*WHAT YOU ARE ASKED TO DO:* With the pictures excluded, reproduce all of the data exactly.

*GIVEN ENTRIES:*
┄┄┄┄┄┄┄┄┄┄
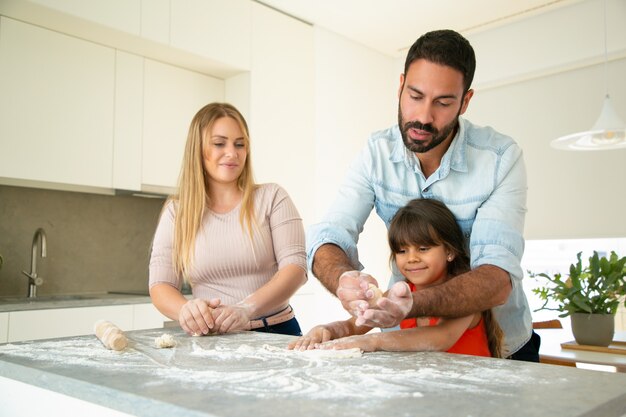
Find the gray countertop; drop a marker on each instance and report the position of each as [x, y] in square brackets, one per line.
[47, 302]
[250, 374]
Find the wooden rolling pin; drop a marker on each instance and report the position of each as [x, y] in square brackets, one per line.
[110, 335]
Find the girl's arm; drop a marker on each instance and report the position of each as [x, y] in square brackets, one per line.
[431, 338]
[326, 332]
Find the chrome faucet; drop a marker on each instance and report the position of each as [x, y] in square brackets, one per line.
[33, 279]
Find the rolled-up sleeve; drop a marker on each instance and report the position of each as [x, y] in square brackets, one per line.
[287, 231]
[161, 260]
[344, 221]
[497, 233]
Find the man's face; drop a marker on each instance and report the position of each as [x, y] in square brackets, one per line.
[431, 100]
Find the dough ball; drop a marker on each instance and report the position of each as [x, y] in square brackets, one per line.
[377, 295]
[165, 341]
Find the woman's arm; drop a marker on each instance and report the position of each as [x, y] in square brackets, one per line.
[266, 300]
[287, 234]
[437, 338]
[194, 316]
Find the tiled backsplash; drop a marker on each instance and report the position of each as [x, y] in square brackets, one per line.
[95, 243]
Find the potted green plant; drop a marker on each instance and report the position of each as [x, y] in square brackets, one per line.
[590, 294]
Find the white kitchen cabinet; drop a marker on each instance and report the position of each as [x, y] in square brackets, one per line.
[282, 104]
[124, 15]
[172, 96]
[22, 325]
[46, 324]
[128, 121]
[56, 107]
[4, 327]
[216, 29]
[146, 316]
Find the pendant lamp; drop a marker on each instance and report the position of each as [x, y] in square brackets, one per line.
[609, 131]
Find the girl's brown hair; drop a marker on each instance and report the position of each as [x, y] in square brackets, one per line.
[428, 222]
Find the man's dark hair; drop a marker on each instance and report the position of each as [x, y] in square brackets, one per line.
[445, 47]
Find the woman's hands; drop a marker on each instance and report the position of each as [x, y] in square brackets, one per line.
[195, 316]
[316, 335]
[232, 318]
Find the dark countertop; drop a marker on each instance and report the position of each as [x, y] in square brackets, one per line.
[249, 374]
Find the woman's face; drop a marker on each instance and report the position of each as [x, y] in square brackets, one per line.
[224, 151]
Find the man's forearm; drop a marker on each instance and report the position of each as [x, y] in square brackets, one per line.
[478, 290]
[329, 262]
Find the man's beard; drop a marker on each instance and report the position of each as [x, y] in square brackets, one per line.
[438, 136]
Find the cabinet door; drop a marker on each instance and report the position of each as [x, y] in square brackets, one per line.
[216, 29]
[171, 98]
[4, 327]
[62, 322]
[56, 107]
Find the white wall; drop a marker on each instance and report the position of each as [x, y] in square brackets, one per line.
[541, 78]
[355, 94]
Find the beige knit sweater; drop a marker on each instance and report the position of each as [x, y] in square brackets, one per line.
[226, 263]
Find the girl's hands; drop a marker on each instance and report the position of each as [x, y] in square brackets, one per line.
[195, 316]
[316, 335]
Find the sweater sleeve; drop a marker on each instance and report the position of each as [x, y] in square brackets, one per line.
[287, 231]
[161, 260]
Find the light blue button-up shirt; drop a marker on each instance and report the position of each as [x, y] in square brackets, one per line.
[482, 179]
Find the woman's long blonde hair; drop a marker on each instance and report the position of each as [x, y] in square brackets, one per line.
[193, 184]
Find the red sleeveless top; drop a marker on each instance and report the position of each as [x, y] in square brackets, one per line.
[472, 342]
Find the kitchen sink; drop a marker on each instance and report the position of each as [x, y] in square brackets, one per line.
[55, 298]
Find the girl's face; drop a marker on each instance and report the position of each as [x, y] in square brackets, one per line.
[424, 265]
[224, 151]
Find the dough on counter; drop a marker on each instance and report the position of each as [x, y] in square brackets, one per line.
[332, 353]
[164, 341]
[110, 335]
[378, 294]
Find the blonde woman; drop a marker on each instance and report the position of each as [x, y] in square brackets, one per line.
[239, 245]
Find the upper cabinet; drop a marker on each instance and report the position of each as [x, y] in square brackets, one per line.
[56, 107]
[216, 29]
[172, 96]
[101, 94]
┄┄┄┄┄┄┄┄┄┄
*YOUR RESPONSE:*
Find the gray countertop; drop a marker on each instance and report the position of each as [x, y] in square brackets, one per line.
[47, 302]
[250, 374]
Find the wooden rolling pin; drop a marker on each instance and report the position of each as [x, y] in square brackets, one per line.
[110, 335]
Find the girl's arm; drop a marker on each instance and report the position of each as [x, y] in square brackets, one per line.
[431, 338]
[326, 332]
Find the chrome faucet; drop a marker on each instance and report the position of each as [x, y] in square brackets, one per line.
[33, 279]
Find the rolled-up sleeve; drop a marker on each instance and report the position of each as [x, y] in square brackets, one per line.
[287, 231]
[161, 260]
[344, 221]
[497, 233]
Find the man's face; drop a marker on each instance and report the position of each as [x, y] in square brackets, one per line.
[431, 100]
Find the dough ball; drop a marker on each instance and report the position of each as [x, y] in square brackets, one per line.
[377, 295]
[165, 341]
Find the woman's arm; drop a marker on each instance and report the position of each as [x, y] in square brackets, one per line.
[266, 300]
[287, 234]
[437, 338]
[194, 316]
Find the tiled backsplash; drop a marker on each instance and report the position of each as [x, y] in square brackets, one per line.
[95, 243]
Find the potted green plant; drop a marker on each instance and report the position of each as [x, y] in square brackets, one per line.
[590, 294]
Find the white kitchen cabinet; drop a marker on each instance and report the position of each as [x, y] in square brackets, one per line.
[282, 104]
[124, 15]
[172, 96]
[22, 325]
[46, 324]
[128, 121]
[56, 107]
[4, 327]
[216, 29]
[146, 316]
Find the pendant lamp; drop a marker on each instance and report the position of each as [x, y] in square brackets, one per line.
[609, 131]
Find the girl's brown hair; drop a marker on each instance and report the position of each as [x, y] in square brackets, one per line.
[428, 222]
Find the man's dark hair; drop a marker on each instance and report the position of each as [x, y] in square brackets, one per line.
[445, 47]
Find the woman's hands; drop a marker on each instance and report the position of each as [x, y] in square brackets, one per line.
[195, 316]
[316, 335]
[232, 318]
Find the dark countertop; drop a marker on each instance and report the position of each as [x, y] in square brackets, one per line.
[249, 374]
Find the woman's face; drop a marker on each instance and report the position of each as [x, y] in square brackets, one per line.
[224, 151]
Find the man's forearm; drop a marker on each instance and report the position of each as [x, y] in square brackets, one per line.
[478, 290]
[329, 262]
Find the man's beard; drop a marker on each instance and report the position of each as [x, y] in square brackets, one per line.
[438, 136]
Find the cabinet door; drop a marker on each instance and report the position of each as [x, y] in square brackets, one per line.
[216, 29]
[171, 98]
[4, 327]
[62, 322]
[56, 107]
Find the white wall; drop a marker on each instance and report the position of each as [x, y] in square brackets, one per line.
[541, 78]
[355, 94]
Find the beige knit sweater; drop a marker on each instance and report the position of each as [x, y] in square brackets, one per line.
[226, 263]
Find the girl's hands; drop a marker on each instance and report the position of each as [x, y] in square brackets, one per line.
[195, 316]
[316, 335]
Find the sweater sleeve; drop a marker on each instance and report the position of each as [x, y] in square brackets, one per line.
[287, 231]
[161, 260]
Find the light blue button-up shirt; drop a marker on each instance and report the position of each as [x, y] in square brackets, one per line.
[482, 179]
Find the woman's long blonde hair; drop a marker on each instance and report the position of each as [x, y] in square brackets, one per line.
[193, 184]
Find the red sleeveless top; drop a marker on each instance and report the position of each as [x, y] in square brackets, one per line.
[472, 342]
Find the kitchen sink; drop a marker on each instance and report the position of each as [x, y] in square brackets, one per line.
[55, 298]
Find the girl's face; drop a marker on each instance and report the position of each as [x, y] in square brackets, one per line.
[424, 265]
[224, 151]
Find the dough on counter; drop a marker on each instance and report the position of each as [x, y] in square brackets, one per line.
[332, 353]
[164, 341]
[110, 335]
[378, 294]
Find the blonde woman; drop a marker on each instance and report the position of each as [x, y] in square brackets, one per line.
[239, 245]
Find the upper cabinet; drop a marker on each instance and report the position of each as [x, y] in square brackets, one per line.
[56, 107]
[216, 29]
[172, 96]
[101, 94]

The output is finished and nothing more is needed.